▸ **TASK TO CARRY OUT**
Return every entry exactly.

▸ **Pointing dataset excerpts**
** Begin **

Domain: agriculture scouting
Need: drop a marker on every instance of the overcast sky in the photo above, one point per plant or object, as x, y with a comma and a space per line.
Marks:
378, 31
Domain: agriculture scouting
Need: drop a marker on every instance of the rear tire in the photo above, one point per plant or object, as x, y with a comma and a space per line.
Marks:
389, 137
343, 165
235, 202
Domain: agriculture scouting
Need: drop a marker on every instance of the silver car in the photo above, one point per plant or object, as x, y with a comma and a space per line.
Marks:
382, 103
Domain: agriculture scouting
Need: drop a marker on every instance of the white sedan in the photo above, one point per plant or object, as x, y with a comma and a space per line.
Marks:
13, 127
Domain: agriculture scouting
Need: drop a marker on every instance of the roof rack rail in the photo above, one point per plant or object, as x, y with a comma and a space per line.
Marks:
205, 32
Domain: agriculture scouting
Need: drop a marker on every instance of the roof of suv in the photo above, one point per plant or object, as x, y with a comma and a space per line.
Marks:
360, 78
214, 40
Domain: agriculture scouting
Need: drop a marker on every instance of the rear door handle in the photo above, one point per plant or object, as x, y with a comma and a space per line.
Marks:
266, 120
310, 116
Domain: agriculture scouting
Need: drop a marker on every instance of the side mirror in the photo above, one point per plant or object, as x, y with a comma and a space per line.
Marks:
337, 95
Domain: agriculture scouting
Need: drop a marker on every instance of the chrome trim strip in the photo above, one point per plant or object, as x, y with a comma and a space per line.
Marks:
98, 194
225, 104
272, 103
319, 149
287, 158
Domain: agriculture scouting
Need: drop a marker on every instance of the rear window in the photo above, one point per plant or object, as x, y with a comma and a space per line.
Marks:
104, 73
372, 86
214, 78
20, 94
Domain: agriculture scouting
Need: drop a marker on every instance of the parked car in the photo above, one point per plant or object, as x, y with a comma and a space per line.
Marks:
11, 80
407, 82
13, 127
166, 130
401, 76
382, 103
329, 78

** End **

▸ **SOLUTION**
Domain: agriculture scouting
Need: drop a marker on every instance of the overcast sky in the photo above, one point per plant or object, as x, y with a comma and a space per line.
Marks:
378, 31
Domain: agriculture scouting
Need: drop a marker on every instance of the rear tire in the photo above, one point per plant or object, as x, y with a comma and a space per line.
Marks:
389, 137
343, 165
235, 202
Domain: agriculture scouting
Need: drop a marker on every instance of the silver car in the photo above, one point per plant or object, as x, y with a comma and a space per line.
Marks:
382, 103
Domain: agriculture scouting
Need: drop a marker on every instance of the white sedan in the photo above, one point per plant or object, as x, y with a comma and a space per line.
Marks:
13, 127
Domain: agriculture scouting
Need: drop a marker on every instance of the roof rack rail in the photo above, one point per plant or object, as x, y with a comma and a space per line.
Marks:
205, 32
Domain: agriculture scouting
Need: drop a marker on every instance of the roof of suv in the photo above, one point per plant or object, as x, y with a comma and a space per line.
Marks:
360, 78
214, 40
Domain: agriculture scouting
Need: drop a marker on every instance of the rear door handle in the photo above, one point per plant or object, as x, y with a comma and a space per line.
Marks:
266, 120
310, 116
Domain: agriculture scouting
Need: drop a marker on every instance of the side mirror in the photo above, one point per plant or object, as x, y with a comma and a space per line.
Marks:
337, 95
Domain: agriculture scouting
Need: drop a marker on every instance of the chrome trim strip in the photo above, one point per plant or object, as x, y with a comma and a space per line.
Marks:
98, 194
225, 104
272, 103
319, 149
287, 158
Domain: agriculture scouting
Need: drop a marker on every instance of the rear window in the photo above, one point per plant or object, as x, y with a comma and a space per line.
Marks:
104, 73
372, 86
214, 78
20, 94
Domain: agriculture scouting
Need: drop a marker on every instance of the parked car in the photo above, one point per plant or object, as x, y with a comma and a space per line.
Marks:
11, 80
407, 82
13, 127
166, 130
401, 76
382, 103
329, 78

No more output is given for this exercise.